[Records shown Boundary: Start]

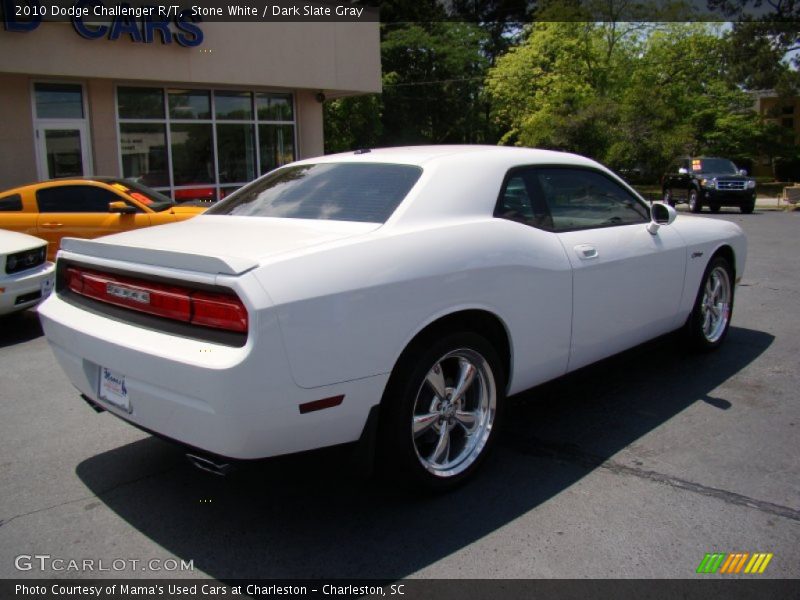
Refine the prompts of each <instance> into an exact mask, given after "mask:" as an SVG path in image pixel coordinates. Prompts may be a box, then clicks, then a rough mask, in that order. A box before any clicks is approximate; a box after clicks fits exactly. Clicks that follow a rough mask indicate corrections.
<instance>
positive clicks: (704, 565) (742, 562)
mask: <svg viewBox="0 0 800 600" xmlns="http://www.w3.org/2000/svg"><path fill="white" fill-rule="evenodd" d="M772 557H773V554H772V552H754V553H752V554H750V553H749V552H734V553H731V554H729V553H726V552H714V553H708V554H706V555H705V556H704V557H703V560H702V561H700V565H699V566H698V567H697V573H704V574H705V573H720V574H722V575H739V574H753V575H755V574H761V573H763V572H764V570H765V569H766V568H767V565H768V564H769V561H771V560H772Z"/></svg>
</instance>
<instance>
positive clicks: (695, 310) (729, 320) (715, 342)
mask: <svg viewBox="0 0 800 600" xmlns="http://www.w3.org/2000/svg"><path fill="white" fill-rule="evenodd" d="M733 289H734V288H733V269H732V268H731V265H730V263H729V262H728V260H727V259H725V258H723V257H722V256H716V257H714V258H713V259H712V260H711V262H710V263H709V264H708V266H707V267H706V270H705V273H704V274H703V280H702V283H701V284H700V290H699V291H698V292H697V299H696V300H695V304H694V310H692V314H691V316H690V317H689V323H688V333H689V336H690V342H691V343H692V345H693V346H694V347H695V348H696V349H698V350H701V351H709V350H714V349H716V348H718V347H719V346H720V344H722V342H723V340H724V339H725V336H726V335H727V334H728V328H729V326H730V322H731V315H732V313H733Z"/></svg>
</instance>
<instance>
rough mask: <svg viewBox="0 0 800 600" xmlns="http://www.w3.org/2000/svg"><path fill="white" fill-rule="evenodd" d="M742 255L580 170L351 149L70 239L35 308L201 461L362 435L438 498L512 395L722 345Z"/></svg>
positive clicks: (280, 452) (739, 275) (102, 396)
mask: <svg viewBox="0 0 800 600" xmlns="http://www.w3.org/2000/svg"><path fill="white" fill-rule="evenodd" d="M651 213H652V218H651ZM673 221H674V222H673ZM745 254H746V242H745V238H744V236H743V234H742V231H741V230H740V229H739V227H738V226H736V225H735V224H732V223H728V222H725V221H720V220H714V219H706V218H700V217H690V216H680V217H676V213H675V210H674V209H673V208H672V207H669V206H667V205H664V204H655V205H654V206H653V207H652V210H651V207H650V206H649V205H648V204H647V203H646V202H644V201H643V200H642V198H641V197H640V196H639V195H638V194H637V193H636V192H635V191H633V190H632V189H631V188H630V187H629V186H628V185H627V184H625V182H623V181H622V180H621V179H619V178H618V177H617V176H616V175H614V174H613V173H612V172H610V171H609V170H608V169H606V168H605V167H603V166H601V165H600V164H598V163H596V162H594V161H592V160H589V159H587V158H583V157H580V156H576V155H571V154H563V153H558V152H551V151H543V150H532V149H521V148H501V147H482V146H438V147H437V146H428V147H417V148H394V149H382V150H373V151H369V150H361V151H357V152H354V153H351V154H339V155H333V156H326V157H322V158H315V159H310V160H303V161H299V162H296V163H293V164H290V165H287V166H284V167H281V168H279V169H277V170H275V171H273V172H271V173H269V174H267V175H265V176H263V177H261V178H260V179H258V180H256V181H254V182H253V183H251V184H249V185H247V186H245V187H244V188H242V189H240V190H239V191H237V192H235V193H234V194H232V195H231V196H230V197H228V198H226V199H225V200H224V201H222V202H220V203H218V204H217V205H215V206H214V207H212V208H211V209H210V210H208V211H207V212H206V213H205V214H203V215H200V216H198V217H197V218H195V219H191V220H189V221H186V222H183V223H178V224H174V225H166V226H161V227H153V228H149V229H143V230H137V231H131V232H126V233H121V234H116V235H112V236H108V237H105V238H100V239H97V240H78V239H66V240H64V242H63V244H62V250H61V251H60V253H59V260H58V281H57V293H56V294H54V295H53V296H52V297H51V298H50V299H48V300H47V301H46V302H45V303H44V304H43V305H42V306H41V308H40V311H39V312H40V314H41V319H42V323H43V326H44V331H45V333H46V335H47V338H48V340H49V341H50V344H51V345H52V348H53V351H54V352H55V355H56V357H57V358H58V361H59V362H60V364H61V366H62V367H63V369H64V370H65V371H66V373H67V375H68V376H69V378H70V379H71V381H72V383H74V384H75V386H77V388H78V389H79V390H80V391H81V393H82V394H83V395H84V397H85V399H87V400H89V401H90V403H92V404H93V405H95V406H96V407H97V408H103V409H106V410H108V411H110V412H112V413H113V414H115V415H117V416H118V417H121V418H122V419H125V420H127V421H129V422H131V423H133V424H134V425H136V426H138V427H140V428H142V429H144V430H147V431H151V432H154V433H157V434H159V435H161V436H164V437H167V438H171V439H173V440H175V441H178V442H180V443H181V444H184V445H186V446H188V447H190V448H192V449H193V450H192V453H193V455H194V456H195V457H196V459H195V460H196V462H197V463H198V464H199V465H201V466H202V465H204V466H206V467H207V468H209V469H212V470H221V469H222V468H223V467H224V465H225V464H227V461H228V460H229V459H231V458H233V459H255V458H261V457H268V456H275V455H280V454H285V453H291V452H298V451H304V450H309V449H314V448H319V447H324V446H330V445H334V444H341V443H346V442H354V441H356V440H360V441H361V442H362V447H364V448H371V447H372V444H371V443H370V441H371V440H374V441H375V446H376V447H377V449H378V456H379V458H381V459H384V460H386V461H388V464H389V465H391V468H392V469H396V470H397V472H398V473H402V474H404V475H407V476H408V477H409V478H411V480H413V481H415V482H418V483H422V484H425V485H428V486H431V487H434V488H447V487H450V486H452V485H455V484H456V483H459V482H460V481H462V480H463V479H465V478H466V477H468V476H469V475H470V474H471V473H473V472H474V471H475V469H476V468H477V467H478V465H479V464H480V462H481V461H482V459H483V457H484V456H485V454H486V452H487V450H488V449H489V447H490V446H491V444H492V441H493V440H494V438H495V437H496V433H497V429H498V425H499V423H500V418H501V415H502V409H503V405H504V402H505V398H506V397H507V396H508V395H510V394H515V393H517V392H520V391H522V390H525V389H526V388H530V387H532V386H535V385H537V384H540V383H542V382H544V381H547V380H550V379H553V378H556V377H559V376H561V375H563V374H565V373H567V372H569V371H572V370H574V369H577V368H579V367H582V366H584V365H587V364H589V363H592V362H594V361H597V360H599V359H602V358H604V357H607V356H609V355H611V354H614V353H618V352H620V351H622V350H625V349H626V348H630V347H632V346H635V345H637V344H640V343H642V342H644V341H646V340H649V339H651V338H654V337H656V336H660V335H662V334H665V333H667V332H670V331H672V330H675V329H679V328H681V327H686V329H687V332H688V334H689V338H690V340H691V341H692V343H693V344H694V345H695V346H697V347H699V348H703V349H713V348H715V347H717V346H718V345H719V344H720V343H721V342H722V341H723V339H724V337H725V334H726V332H727V330H728V324H729V322H730V318H731V309H732V307H733V295H734V284H735V282H737V281H738V280H739V278H740V277H741V274H742V270H743V268H744V262H745Z"/></svg>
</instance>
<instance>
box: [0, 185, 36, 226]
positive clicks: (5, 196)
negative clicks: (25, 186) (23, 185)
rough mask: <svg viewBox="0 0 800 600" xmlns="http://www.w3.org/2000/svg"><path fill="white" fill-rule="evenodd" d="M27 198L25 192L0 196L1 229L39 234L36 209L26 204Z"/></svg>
mask: <svg viewBox="0 0 800 600" xmlns="http://www.w3.org/2000/svg"><path fill="white" fill-rule="evenodd" d="M27 196H28V195H27V194H26V193H25V191H24V190H23V191H14V192H11V193H7V194H3V195H2V196H0V229H9V230H11V231H18V232H20V233H27V234H28V235H34V236H35V235H36V234H37V230H36V217H37V215H36V212H35V207H32V206H31V205H30V203H26V198H27Z"/></svg>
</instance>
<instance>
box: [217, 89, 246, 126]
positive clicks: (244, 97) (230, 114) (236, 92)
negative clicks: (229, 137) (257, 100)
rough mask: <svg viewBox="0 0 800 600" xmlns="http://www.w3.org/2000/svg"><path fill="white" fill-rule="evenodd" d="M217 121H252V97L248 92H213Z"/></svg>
mask: <svg viewBox="0 0 800 600" xmlns="http://www.w3.org/2000/svg"><path fill="white" fill-rule="evenodd" d="M214 110H215V111H216V113H217V119H229V120H237V121H239V120H244V121H251V120H252V119H253V95H252V94H251V93H250V92H214Z"/></svg>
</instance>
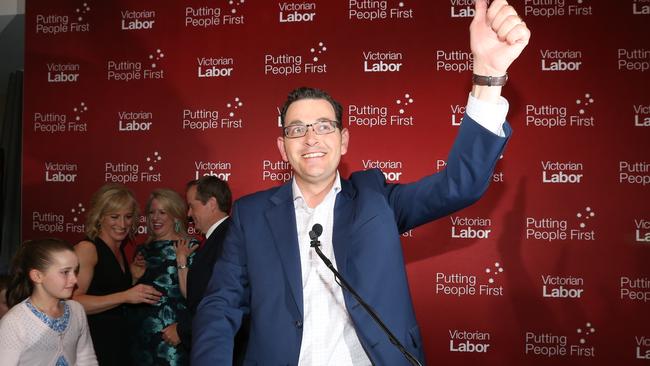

[Records shown Boundary: End]

| Task brief |
For the records above, give the number of lines containing the string "negative" and no other words.

| Task response |
2